> **Objective**: Convert the lines below into a Markdown table with two columns, Row and Line, numbering each row and omitting any blank lines.

> **Data for the task**:
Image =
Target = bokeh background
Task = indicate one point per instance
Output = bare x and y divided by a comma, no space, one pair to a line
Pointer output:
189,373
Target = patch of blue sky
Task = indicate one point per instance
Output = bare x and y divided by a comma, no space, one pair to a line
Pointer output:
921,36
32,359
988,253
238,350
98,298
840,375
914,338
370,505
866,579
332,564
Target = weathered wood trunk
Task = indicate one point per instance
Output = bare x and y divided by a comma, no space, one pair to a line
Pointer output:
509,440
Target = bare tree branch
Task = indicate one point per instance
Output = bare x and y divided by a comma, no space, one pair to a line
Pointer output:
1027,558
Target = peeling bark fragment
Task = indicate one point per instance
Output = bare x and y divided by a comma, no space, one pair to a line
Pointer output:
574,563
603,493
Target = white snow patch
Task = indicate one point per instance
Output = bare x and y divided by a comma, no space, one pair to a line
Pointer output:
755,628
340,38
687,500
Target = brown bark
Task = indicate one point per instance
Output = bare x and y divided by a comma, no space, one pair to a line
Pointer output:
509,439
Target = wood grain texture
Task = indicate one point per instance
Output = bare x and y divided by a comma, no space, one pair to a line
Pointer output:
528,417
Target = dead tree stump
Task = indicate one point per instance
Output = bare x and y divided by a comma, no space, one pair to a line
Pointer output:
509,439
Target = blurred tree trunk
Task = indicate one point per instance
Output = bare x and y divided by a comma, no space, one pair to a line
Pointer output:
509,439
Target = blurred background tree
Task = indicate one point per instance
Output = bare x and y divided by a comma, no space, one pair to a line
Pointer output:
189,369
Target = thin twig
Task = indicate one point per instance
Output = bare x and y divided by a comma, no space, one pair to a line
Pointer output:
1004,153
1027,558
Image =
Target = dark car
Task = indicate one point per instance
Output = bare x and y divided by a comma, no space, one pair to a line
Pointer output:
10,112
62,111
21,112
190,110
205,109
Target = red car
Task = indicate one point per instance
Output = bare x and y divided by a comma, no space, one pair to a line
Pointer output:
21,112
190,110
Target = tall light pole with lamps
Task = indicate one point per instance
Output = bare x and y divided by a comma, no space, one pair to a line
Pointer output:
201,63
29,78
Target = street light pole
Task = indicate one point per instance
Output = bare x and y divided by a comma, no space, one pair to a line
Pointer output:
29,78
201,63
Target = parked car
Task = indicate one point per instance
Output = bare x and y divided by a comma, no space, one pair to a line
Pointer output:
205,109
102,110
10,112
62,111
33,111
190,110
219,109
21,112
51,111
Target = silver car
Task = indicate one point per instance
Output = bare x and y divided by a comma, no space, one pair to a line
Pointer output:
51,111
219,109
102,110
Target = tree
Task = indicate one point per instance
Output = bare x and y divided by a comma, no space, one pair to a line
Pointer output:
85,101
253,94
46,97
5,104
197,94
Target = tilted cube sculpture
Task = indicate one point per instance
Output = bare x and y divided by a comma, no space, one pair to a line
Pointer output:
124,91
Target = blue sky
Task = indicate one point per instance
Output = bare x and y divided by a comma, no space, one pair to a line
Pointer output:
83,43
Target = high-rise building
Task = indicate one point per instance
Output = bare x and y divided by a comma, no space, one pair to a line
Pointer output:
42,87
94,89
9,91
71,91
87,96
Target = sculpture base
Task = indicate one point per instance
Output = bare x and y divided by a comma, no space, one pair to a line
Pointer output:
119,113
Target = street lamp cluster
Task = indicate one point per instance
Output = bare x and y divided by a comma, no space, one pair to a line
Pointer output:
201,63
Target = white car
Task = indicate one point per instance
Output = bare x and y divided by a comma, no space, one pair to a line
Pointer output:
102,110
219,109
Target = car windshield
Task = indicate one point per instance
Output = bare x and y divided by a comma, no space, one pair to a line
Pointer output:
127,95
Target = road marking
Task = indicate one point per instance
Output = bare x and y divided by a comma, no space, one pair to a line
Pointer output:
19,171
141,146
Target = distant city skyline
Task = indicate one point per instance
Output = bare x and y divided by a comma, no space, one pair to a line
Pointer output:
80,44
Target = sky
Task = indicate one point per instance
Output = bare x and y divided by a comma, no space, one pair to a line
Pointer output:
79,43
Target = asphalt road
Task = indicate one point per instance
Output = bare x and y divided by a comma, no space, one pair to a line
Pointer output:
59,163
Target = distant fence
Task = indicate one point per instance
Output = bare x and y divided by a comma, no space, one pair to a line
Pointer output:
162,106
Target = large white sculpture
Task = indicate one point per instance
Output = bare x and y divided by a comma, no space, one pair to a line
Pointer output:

> **Full response**:
| Row | Line |
|---|---|
| 1 | Image = |
| 2 | Target = bokeh background |
| 3 | Task = indicate one point per instance |
| 4 | Output = bare x and y divided by a comma, no space, one pair to a line |
| 5 | Pointer output: |
| 6 | 189,373 |
| 7 | Target = patch of blue sky |
| 8 | Task = indicate one point per instance |
| 9 | Output = bare x and y divided by a comma, no space, one pair to a line |
| 10 | Pointer output: |
| 11 | 921,36 |
| 12 | 32,359 |
| 13 | 988,253 |
| 14 | 238,350 |
| 15 | 98,298 |
| 16 | 840,375 |
| 17 | 914,338 |
| 18 | 370,505 |
| 19 | 866,579 |
| 20 | 332,564 |
| 21 | Target = weathered wood trunk |
| 22 | Task = indicate one point per instance |
| 23 | Output = bare x and y divided by a comma, no space, one pair to a line |
| 24 | Pointer output: |
| 25 | 509,440 |
| 26 | Target = bare tree branch |
| 27 | Task = indicate one point per instance |
| 28 | Output = bare x and y divided by a comma, no space, one pair to a line |
| 29 | Pointer output: |
| 30 | 1027,558 |
| 31 | Target = peeling bark fragment |
| 32 | Task = indicate one point per instance |
| 33 | Output = bare x and y divided by a comma, no space, one pair to a line |
| 34 | Pointer output: |
| 35 | 574,563 |
| 36 | 603,493 |
| 37 | Target = white snow patch |
| 38 | Task = indicate one point per instance |
| 39 | Output = bare x and y divided by a comma, no space, one pair to a line |
| 40 | Pointer output: |
| 41 | 755,628 |
| 42 | 340,38 |
| 43 | 687,500 |
| 44 | Target = brown bark |
| 45 | Task = indicate one point per instance |
| 46 | Output = bare x and y divided by a comma, no space, one pair to a line |
| 47 | Pointer output: |
| 48 | 509,439 |
| 49 | Target = wood grain texture |
| 50 | Task = indicate one point per instance |
| 51 | Output = bare x and y divided by a comma, no space, one pair to a line |
| 52 | Pointer output: |
| 53 | 528,417 |
| 54 | Target = dead tree stump |
| 55 | Task = indicate one point per instance |
| 56 | Output = bare x and y divided by a comma, no space, one pair to a line |
| 57 | Pointer output: |
| 58 | 509,439 |
| 59 | Target = blurred tree trunk |
| 60 | Task = indicate one point per instance |
| 61 | Output = bare x and y divided by a comma, no space, one pair to a line |
| 62 | Pointer output: |
| 63 | 509,439 |
| 64 | Target = blurred background tree |
| 65 | Task = indicate one point per instance |
| 66 | Output = bare x and y divided by a comma, no space, one pair to a line |
| 67 | Pointer output: |
| 68 | 189,369 |
| 69 | Target = thin twig |
| 70 | Task = indicate one point per instance |
| 71 | Output = bare x and y divided by a comma, no space, one pair to a line |
| 72 | Pointer output: |
| 73 | 1004,153 |
| 74 | 1027,558 |
| 75 | Image = |
| 76 | Target = dark car |
| 77 | Task = indicate one point per instance |
| 78 | Output = bare x and y divided by a comma, no space, one pair to a line |
| 79 | Pointer output: |
| 80 | 10,112 |
| 81 | 62,111 |
| 82 | 21,112 |
| 83 | 190,110 |
| 84 | 205,109 |
| 85 | Target = red car |
| 86 | Task = indicate one point per instance |
| 87 | Output = bare x and y divided by a comma, no space, one pair to a line |
| 88 | Pointer output: |
| 89 | 21,112 |
| 90 | 190,110 |
| 91 | Target = tall light pole with lamps |
| 92 | Task = indicate one point per instance |
| 93 | Output = bare x and y divided by a comma, no space, one pair to a line |
| 94 | Pointer output: |
| 95 | 201,63 |
| 96 | 29,78 |
| 97 | Target = street light pole |
| 98 | Task = indicate one point per instance |
| 99 | Output = bare x and y divided by a comma, no space, one pair to a line |
| 100 | Pointer output: |
| 101 | 29,78 |
| 102 | 201,63 |
| 103 | Target = parked car |
| 104 | Task = indicate one point per instance |
| 105 | Output = bare x and y divided by a comma, no space, one pair to a line |
| 106 | Pointer output: |
| 107 | 205,109 |
| 108 | 102,110 |
| 109 | 10,112 |
| 110 | 62,111 |
| 111 | 33,111 |
| 112 | 190,110 |
| 113 | 219,109 |
| 114 | 21,112 |
| 115 | 51,111 |
| 116 | Target = silver car |
| 117 | Task = indicate one point per instance |
| 118 | Output = bare x and y divided by a comma, no space, one pair to a line |
| 119 | Pointer output: |
| 120 | 51,111 |
| 121 | 219,109 |
| 122 | 102,110 |
| 123 | Target = tree |
| 124 | Task = indicate one point per instance |
| 125 | Output = bare x and y divided by a comma, no space, one pair to a line |
| 126 | Pointer output: |
| 127 | 85,101 |
| 128 | 253,94 |
| 129 | 46,97 |
| 130 | 5,104 |
| 131 | 197,94 |
| 132 | Target = tilted cube sculpture |
| 133 | Task = indicate one point per instance |
| 134 | Output = bare x and y divided by a comma, no space, one pair to a line |
| 135 | Pointer output: |
| 136 | 124,91 |
| 137 | Target = blue sky |
| 138 | Task = indicate one point per instance |
| 139 | Output = bare x and y divided by a comma, no space, one pair to a line |
| 140 | Pointer output: |
| 141 | 83,43 |
| 142 | Target = high-rise building |
| 143 | Task = indicate one point per instance |
| 144 | Output = bare x and y divided by a comma, no space, one pair to a line |
| 145 | Pointer output: |
| 146 | 42,87 |
| 147 | 94,89 |
| 148 | 9,91 |
| 149 | 71,91 |
| 150 | 87,96 |
| 151 | Target = sculpture base |
| 152 | Task = indicate one point per instance |
| 153 | Output = bare x and y divided by a comma, no space, one pair to a line |
| 154 | Pointer output: |
| 155 | 119,113 |
| 156 | Target = street lamp cluster |
| 157 | Task = indicate one point per instance |
| 158 | Output = bare x and y divided by a comma, no space, one pair to a line |
| 159 | Pointer output: |
| 160 | 201,63 |
| 161 | Target = white car |
| 162 | Task = indicate one point per instance |
| 163 | Output = bare x and y divided by a comma, no space, one pair to a line |
| 164 | Pointer output: |
| 165 | 102,110 |
| 166 | 219,109 |
| 167 | Target = car windshield |
| 168 | Task = indicate one point per instance |
| 169 | Output = bare x and y divided by a comma, no space, one pair to a line |
| 170 | Pointer output: |
| 171 | 127,95 |
| 172 | Target = road marking |
| 173 | Task = indicate one point per instance |
| 174 | Output = bare x and y divided by a comma, no space, one pair to a line |
| 175 | Pointer output: |
| 176 | 19,171 |
| 177 | 141,146 |
| 178 | Target = distant city skyline |
| 179 | Task = indicate one point per instance |
| 180 | Output = bare x and y divided by a comma, no space, one pair to a line |
| 181 | Pointer output: |
| 182 | 80,44 |
| 183 | Target = sky |
| 184 | Task = indicate one point per instance |
| 185 | Output = bare x and y divided by a comma, no space, one pair to a line |
| 186 | Pointer output: |
| 187 | 79,43 |
| 188 | Target = asphalt road |
| 189 | Task = indicate one point per instance |
| 190 | Output = bare x and y divided by a comma, no space, one pair to a line |
| 191 | Pointer output: |
| 192 | 59,163 |
| 193 | Target = distant fence |
| 194 | Task = indicate one point per instance |
| 195 | Output = bare x and y divided by a comma, no space, one pair to a line |
| 196 | Pointer output: |
| 197 | 162,106 |
| 198 | Target = large white sculpture |
| 199 | Task = indicate one point per instance |
| 200 | Output = bare x and y divided by a comma, no space, one pair to a line |
| 201 | Pointer output: |